* Selected passage
········
Voluntary carbon markets are recovering after a difficult couple of years, but there's more to do

John Kerry, who is stepping down from his role as US climate envoy this week NTB/Ole Berg-Rusten via Reuters
John Kerry, who is stepping down from his role as US climate envoy this week

The US climate envoy, John Kerry, told Cop28 last year that carbon could become the largest marketplace ever seen. We agree – and see many drivers for growth. 

Investment of $5 trillion a year is needed to achieve the 1.5C target by 2050, according to the International Renewable Energy Agency. We need to use all levers available to mobilise that capital. Carbon finance is an essential part of that.  

To be clear, carbon credits are no substitute for decarbonisation. But they are the only solution for residual emissions that cannot be eliminated in the short to medium term. 



About two thirds of Fortune 500 companies have net-zero targets with milestones coming up in 2030. MSCI Carbon Markets believes demand for carbon offsets could increase from 500 million tonnes of carbon dioxide equivalent in 2023 to 1,312 million tonnes by 2030 and 4,356 million tonnes by 2050, led by hard-to-abate sectors such as steel, cement and petrochemicals. 

With this kind of growth anticipated, companies are realising there will be a cost to inaction if prices rise in line with demand.

However, instilling confidence among investors in the integrity of carbon markets is essential if they are to be a valuable tool in scaling up climate financing. Effective supervision and regulation are critical. 

Voluntary carbon markets – as opposed to compliance markets operating in some countries, where companies are mandated to offset emissions above a certain limit – have met with criticism. This is sometimes but not always with justification. 

Media and non-governmental organisations have shown that there are low-quality credits in the market and that improvements are needed. It is, frankly, a myth that credits are an easy way to achieve theoretical reductions in emissions and a substitute for the cost and complexity of real decarbonisation.
········
* Goal
Continue the piece on voluntary carbon markets from its last sentence. The listing has no connection to the piece on voluntary carbon markets.

* Stored data
········
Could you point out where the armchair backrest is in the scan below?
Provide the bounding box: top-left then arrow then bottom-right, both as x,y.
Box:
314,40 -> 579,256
········
* Exercise output
Instilling confidence among investors in the integrity of carbon markets is essential. Effective supervision and regulation are critical

Instead, the evidence, such as a report last year by Forest Trends’ Ecosystem Marketplace, suggests that investment in carbon credits goes hand-in-hand with companies’ efforts to reduce emissions from their own operations and value chains. 

Despite some negative headlines, there has been a recovery in voluntary markets after a difficult couple of years. “Retirements” of carbon credits (removing them from markets so they cannot be resold or reused) reached a new high in December, breaking the previous record by more than 40 percent, according to MSCI Carbon Markets. January was also a strong month for retirements.

Investment in carbon credit projects between 2012 and 2022 totalled $36 billion, says MSCI. Half of this came in the past three years and more than $3 billion of future investment has already been committed.  

Regulatory progress

Voluntary carbon markets are not supervised by a specific government, so participants need to work together to define and implement standards to create trust. 

The industry made real progress on this during Cop28. The Integrity Council for Voluntary Carbon Markets strengthened the supply side with its Core Carbon Principles procedure, and the Voluntary Carbon Markets Integrity Initiative announced an end-to-end integrity claims framework for buyers.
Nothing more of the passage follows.